# Written request 1:
Please edit the blog post about new videos and a podcast: give the stretch from "Besides the major" through "it click here." again, with "tape" changed to "battery".
# Written request 2:
According to the blog post about new videos and a podcast, why does the recorded 2010 metaethics lecture not work that well as a video?
# Written request 3:
Extend the blog post about new videos and a podcast from its final sentence.

# Text section:

Thursday, February 17, 2011

New Vids and Podcast

Besides the major video release I mentioned yesterday, two other known videos of me came out around the same time, plus a new podcast. I'm blogging those three items today.

(1) Back in 2008 the guys of Give a Damn? came to my home and interviewed me for their film (which I've seen, and it's pretty awesome, hopefully it is near to a general release). I didn't make the final cut, so Rob Lehr, the atheist of the pair (Dan Parris is his Christian friend, and he's one of the cool Christians), put my whole original interview online. It's unedited so a bit random and rough (and they ran out of tape almost mid-sentence at the end), but actually it's really good, one of the best unedited interviews I've ever seen, and interesting for covering a lot of novel ground (since it is principally about whether we ought to "Give a Damn" about poverty in Africa). To watch it click here.

(2) Every year or so I speak to a Christian youth group called Stand to Reason. I've been doing this for years. But back in 2010 I spoke on metaethics and my lecture was recorded. It's now available online. It's a casual interactive lecture, not a formal talk, and it was mostly for the benefit of the students there, and only addresses a few specific questions, so it doesn't work that well as a video per se (much better for that is my Michigan talk on moral theory; and for more discussion and links on this topic see Darla the She-Goat and of course read Sense and Goodness without God). But if you are interested, click here.

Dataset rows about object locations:
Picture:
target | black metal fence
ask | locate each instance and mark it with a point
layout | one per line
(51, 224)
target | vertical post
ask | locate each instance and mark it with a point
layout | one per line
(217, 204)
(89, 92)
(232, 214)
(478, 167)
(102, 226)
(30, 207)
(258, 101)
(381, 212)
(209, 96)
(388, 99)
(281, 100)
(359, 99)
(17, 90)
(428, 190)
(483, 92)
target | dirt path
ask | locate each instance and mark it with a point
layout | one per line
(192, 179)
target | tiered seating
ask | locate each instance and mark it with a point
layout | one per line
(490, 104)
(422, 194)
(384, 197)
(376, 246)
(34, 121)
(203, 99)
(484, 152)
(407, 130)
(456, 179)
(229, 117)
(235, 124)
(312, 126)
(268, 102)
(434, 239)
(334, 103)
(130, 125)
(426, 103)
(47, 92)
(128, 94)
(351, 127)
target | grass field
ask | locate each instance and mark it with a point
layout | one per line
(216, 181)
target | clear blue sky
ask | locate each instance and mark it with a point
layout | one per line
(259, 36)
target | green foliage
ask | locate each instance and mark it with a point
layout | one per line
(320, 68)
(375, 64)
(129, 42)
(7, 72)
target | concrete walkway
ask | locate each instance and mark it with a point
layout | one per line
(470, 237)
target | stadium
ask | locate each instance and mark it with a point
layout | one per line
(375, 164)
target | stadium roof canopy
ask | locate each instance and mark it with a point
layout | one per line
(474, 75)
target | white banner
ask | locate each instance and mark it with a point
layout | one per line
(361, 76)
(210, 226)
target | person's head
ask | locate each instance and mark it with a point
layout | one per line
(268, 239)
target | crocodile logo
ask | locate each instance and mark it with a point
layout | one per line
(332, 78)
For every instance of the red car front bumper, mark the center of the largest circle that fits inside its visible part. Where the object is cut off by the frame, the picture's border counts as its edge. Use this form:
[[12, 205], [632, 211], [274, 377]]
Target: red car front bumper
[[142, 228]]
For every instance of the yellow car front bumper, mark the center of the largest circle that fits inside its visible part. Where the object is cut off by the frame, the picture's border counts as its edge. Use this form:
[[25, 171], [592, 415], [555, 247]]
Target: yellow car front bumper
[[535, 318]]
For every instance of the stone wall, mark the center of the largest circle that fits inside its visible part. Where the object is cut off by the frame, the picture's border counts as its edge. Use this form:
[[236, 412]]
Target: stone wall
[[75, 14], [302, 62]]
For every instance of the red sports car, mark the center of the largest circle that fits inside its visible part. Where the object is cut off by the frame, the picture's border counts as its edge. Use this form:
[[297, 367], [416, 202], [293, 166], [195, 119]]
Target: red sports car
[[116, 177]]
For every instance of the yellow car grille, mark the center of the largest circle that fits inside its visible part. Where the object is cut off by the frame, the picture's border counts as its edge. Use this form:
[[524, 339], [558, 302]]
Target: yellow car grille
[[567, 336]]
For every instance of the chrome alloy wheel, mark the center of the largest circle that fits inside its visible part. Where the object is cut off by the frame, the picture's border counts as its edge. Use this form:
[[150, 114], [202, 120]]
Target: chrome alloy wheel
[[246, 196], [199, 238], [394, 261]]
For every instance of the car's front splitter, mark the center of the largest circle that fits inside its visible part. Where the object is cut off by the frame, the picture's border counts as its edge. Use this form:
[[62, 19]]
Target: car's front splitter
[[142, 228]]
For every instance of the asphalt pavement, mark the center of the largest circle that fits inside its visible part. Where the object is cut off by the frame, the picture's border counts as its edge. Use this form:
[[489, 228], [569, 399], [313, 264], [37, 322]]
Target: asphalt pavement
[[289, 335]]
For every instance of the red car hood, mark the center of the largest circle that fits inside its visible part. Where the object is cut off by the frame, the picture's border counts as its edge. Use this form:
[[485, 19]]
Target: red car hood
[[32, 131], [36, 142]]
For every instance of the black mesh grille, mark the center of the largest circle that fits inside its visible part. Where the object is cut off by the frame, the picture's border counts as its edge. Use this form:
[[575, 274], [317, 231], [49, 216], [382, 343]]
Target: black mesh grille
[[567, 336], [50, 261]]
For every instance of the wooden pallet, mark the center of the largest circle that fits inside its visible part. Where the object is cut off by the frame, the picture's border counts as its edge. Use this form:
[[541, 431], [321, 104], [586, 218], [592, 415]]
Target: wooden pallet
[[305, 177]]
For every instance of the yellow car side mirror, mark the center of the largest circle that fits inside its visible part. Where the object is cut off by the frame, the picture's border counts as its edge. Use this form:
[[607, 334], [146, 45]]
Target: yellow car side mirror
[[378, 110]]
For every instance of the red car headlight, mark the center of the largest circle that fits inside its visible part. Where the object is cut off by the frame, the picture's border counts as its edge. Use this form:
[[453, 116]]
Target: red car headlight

# Task answer 1:
Besides the major video release I mentioned yesterday, two other known videos of me came out around the same time, plus a new podcast. I'm blogging those three items today.

(1) Back in 2008 the guys of Give a Damn? came to my home and interviewed me for their film (which I've seen, and it's pretty awesome, hopefully it is near to a general release). I didn't make the final cut, so Rob Lehr, the atheist of the pair (Dan Parris is his Christian friend, and he's one of the cool Christians), put my whole original interview online. It's unedited so a bit random and rough (and they ran out of battery almost mid-sentence at the end), but actually it's really good, one of the best unedited interviews I've ever seen, and interesting for covering a lot of novel ground (since it is principally about whether we ought to "Give a Damn" about poverty in Africa). To watch it click here.

# Task answer 2:
It was a casual interactive lecture rather than a formal talk. It was mostly meant for the students who were there, and it addresses only a few specific questions.

# Task answer 3:
(3) Finally, I did a Mindcore podcast: Interview with Richard Carrier. Mindcore is a rather low-production-value underground podcast for "elitist college dropouts" (as self-described). It's not an atheist podcast, it just happened to center around that issue this particular show. First half is a discussion between hosts Don Recuero (an atheist) and Diana (a kind of vaguely New Age theist). The interview then starts with me at minute 40:25. I'll briefly describe it from there.

Don begins with discussing the nature and history of the New Atheist movement and my role in it. We segue into politics of atheists. Note that I speak of naturalists of the kind I defend in my book, who accept empirical moderatism, but I mistakenly give the impression I'm speaking of all atheists, when certainly there are dogmatically ideological atheists (and across the entire political spectrum, too). Then we segue into moral theory and mataethics. I talk about the new book The End of Christianity (the now-completed sequel to The Christian Delusion that will be released this year, in which I have three chapters--I'll blog all about it when it's out). Then we close with a discussion of the Jesus myth debate specifically, and the development of the New Testament canon in general.

This was recorded way back in 2010, and the sound quality is not good, and we had delay issues that made it hard not to talk over each other, and I compensated by rambling too much. And not much new ground covered. So not the best show ever. But some may find it of interest.

3 comments:

Don Recuero said...

Hey Richard I do want to thank you again for doing the interview.

I just wanted to explain that the podcast for "college dropout intellectual elitists" is a bit of a joke.

The goal of the show is to provide content for people who are probably not involved with academia but are still trying to maintain a intellectually active life.

I also apologize for any sound issues. I promise to refund all listeners 100% of their money if they are not satisfied with the episode.

Pikemann Urge said...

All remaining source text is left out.